===== RECORDS

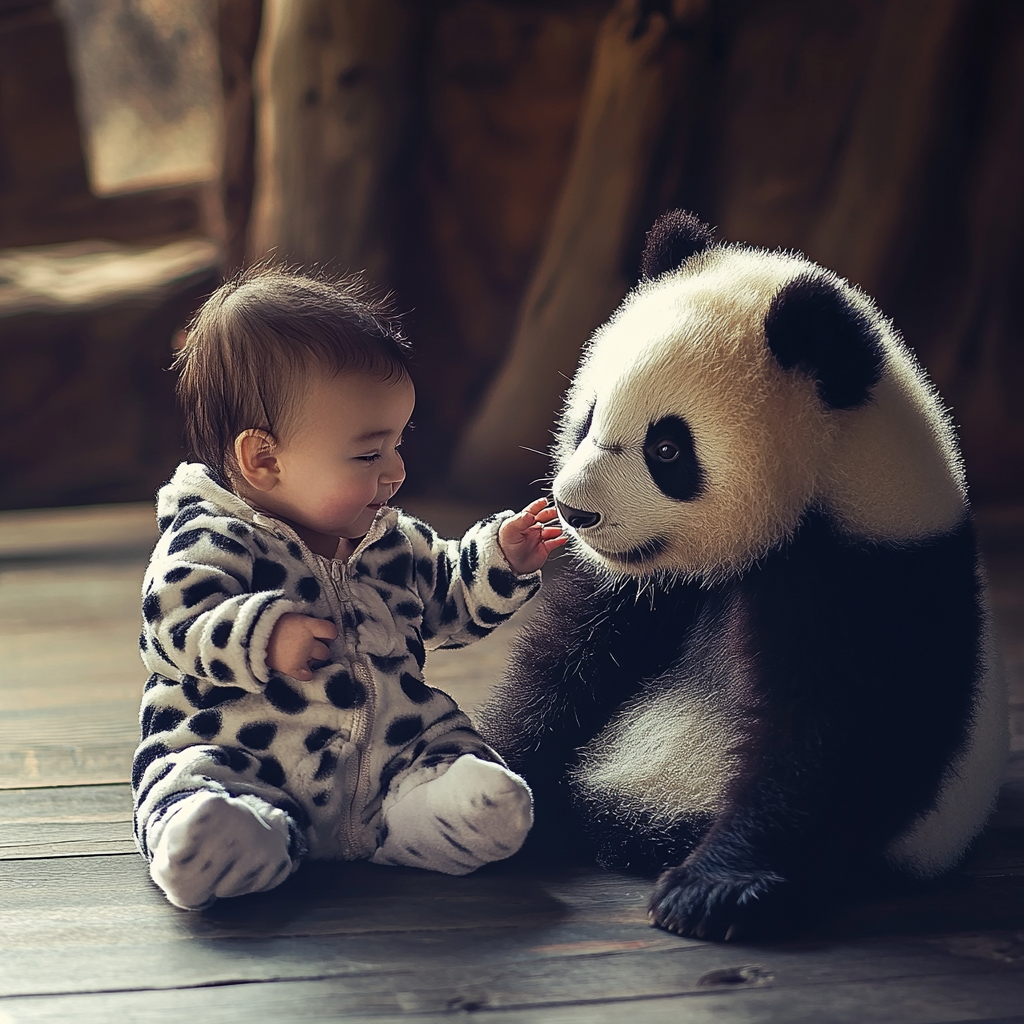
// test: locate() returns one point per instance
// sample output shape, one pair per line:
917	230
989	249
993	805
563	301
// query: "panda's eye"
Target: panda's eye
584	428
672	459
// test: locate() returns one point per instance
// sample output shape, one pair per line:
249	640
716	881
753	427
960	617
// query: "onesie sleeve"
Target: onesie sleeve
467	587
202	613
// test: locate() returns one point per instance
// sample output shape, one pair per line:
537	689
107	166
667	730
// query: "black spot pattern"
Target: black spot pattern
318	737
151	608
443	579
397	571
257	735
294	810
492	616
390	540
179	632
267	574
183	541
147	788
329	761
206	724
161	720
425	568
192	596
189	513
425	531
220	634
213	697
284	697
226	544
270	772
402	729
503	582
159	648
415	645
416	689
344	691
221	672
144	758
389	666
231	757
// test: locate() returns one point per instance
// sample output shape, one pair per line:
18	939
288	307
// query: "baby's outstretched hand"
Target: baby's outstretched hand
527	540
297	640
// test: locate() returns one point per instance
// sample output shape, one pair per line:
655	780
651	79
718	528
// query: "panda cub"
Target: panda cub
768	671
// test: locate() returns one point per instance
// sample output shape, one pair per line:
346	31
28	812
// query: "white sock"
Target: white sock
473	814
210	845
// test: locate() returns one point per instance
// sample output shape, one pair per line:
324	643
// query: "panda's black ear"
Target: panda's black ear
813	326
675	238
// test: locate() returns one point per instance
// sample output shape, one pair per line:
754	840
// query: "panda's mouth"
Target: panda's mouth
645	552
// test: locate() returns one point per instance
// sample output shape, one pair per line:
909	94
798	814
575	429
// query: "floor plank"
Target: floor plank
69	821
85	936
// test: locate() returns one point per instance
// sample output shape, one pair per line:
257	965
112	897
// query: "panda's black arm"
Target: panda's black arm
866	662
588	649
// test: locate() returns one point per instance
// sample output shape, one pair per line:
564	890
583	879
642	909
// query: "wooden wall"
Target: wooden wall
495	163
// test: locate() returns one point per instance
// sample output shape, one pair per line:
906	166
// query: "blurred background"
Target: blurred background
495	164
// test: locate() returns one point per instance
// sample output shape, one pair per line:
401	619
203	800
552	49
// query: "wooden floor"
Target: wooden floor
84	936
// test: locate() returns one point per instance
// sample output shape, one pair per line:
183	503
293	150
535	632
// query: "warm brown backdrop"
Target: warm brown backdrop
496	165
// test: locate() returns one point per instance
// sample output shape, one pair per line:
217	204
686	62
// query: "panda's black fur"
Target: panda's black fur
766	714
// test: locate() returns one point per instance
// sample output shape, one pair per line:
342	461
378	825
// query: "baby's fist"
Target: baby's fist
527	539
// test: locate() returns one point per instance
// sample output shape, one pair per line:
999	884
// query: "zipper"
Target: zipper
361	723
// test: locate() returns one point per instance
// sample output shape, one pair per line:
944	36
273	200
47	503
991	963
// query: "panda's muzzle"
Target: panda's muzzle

==========

Without including the pictures, reproduce all entries exactly.

• YOUR SOLUTION:
// test: locate() returns one point per instance
// sample output shape, one pair per line:
917	230
989	249
993	805
563	301
// query: "panda's eye"
Target: panda's eye
584	428
672	459
// test: locate() returns one point per instance
// sample output shape, one pair per line:
249	640
716	881
753	427
960	617
// query: "onesie sleeve"
Target: onesie sleeve
467	587
202	613
// test: locate() returns one point per instance
// sample output shape, one pair per line:
537	689
107	166
667	730
// query: "black spot pattern"
Target: black spot pattern
318	737
151	608
443	579
397	571
257	735
294	810
492	616
390	540
179	632
267	574
183	541
147	788
329	761
206	724
161	720
425	568
192	596
189	513
425	531
220	634
213	697
284	697
226	544
270	772
402	729
503	582
159	648
415	645
416	689
344	691
221	672
144	758
389	666
231	757
// test: locate() returns one point per instance
// sample output shape, one pair per line:
18	939
288	307
// query: "baby's outstretched hand"
Target: baby's outstretched hand
527	540
297	640
// test: locate() returns one point per instance
// sample output shape, one pair per line:
655	780
651	79
718	528
// query: "panda cub"
Target: panda cub
768	671
// test: locate() returns one point per instance
// sample output shape, one pair per line:
346	31
28	812
// query: "white sock"
Target: white sock
473	814
210	845
// test: locate() returns one point per instance
// sample output shape, one pair per line:
324	643
// query: "panda's black ear"
Target: panda's black ear
813	326
675	238
// test: locate() returns one point per instance
// sample output shape, one pair per line:
754	840
// query: "panda's mouth"
Target: panda's mouth
645	552
// test: locate() returns one point per instance
// sample output shape, one pair per line:
909	94
798	814
575	429
// query: "floor plank"
Target: floor plank
69	821
85	936
// test: locate() returns one point per instance
// sample output shape, one pair per line:
257	965
112	897
// query: "panda's black arm"
Target: panda's black arm
866	662
588	649
// test: locate() returns one point per instance
// sample output shape, one pair per line:
564	890
583	879
642	909
// query: "wooden wall"
Target: wooden wall
495	163
// test: locate() returns one point per instance
// sample output shape, one pair per line:
906	166
// query: "blurred background"
Target: blurred background
495	164
// test: locate() returns one point per instance
// sample output shape, one pair per line:
401	619
203	800
552	49
// query: "wooden floor"
Target: wooden floor
84	936
// test: locate() returns one point per instance
// sample output shape, one pair per line:
183	503
293	150
535	632
// query: "warm brown backdrop"
Target: warm brown backdrop
496	165
// test: locate() returns one point per instance
// sample output shape, one pair per line:
217	204
686	62
// query: "panda's black fur"
Target: panda's black fur
766	714
// test: locate() returns one point per instance
// sample output shape, one pair per line:
342	461
378	825
// query: "baby's fist"
Target: baby's fist
527	539
// test: locate() returns one point per instance
// sample output shape, one pair per line:
999	884
// query: "zipper"
Target: zipper
361	723
// test: locate() returns one point per instance
// sample output shape, one pair per line:
944	36
273	200
47	503
991	963
// query: "panda's muzzle"
Target: panda's muzzle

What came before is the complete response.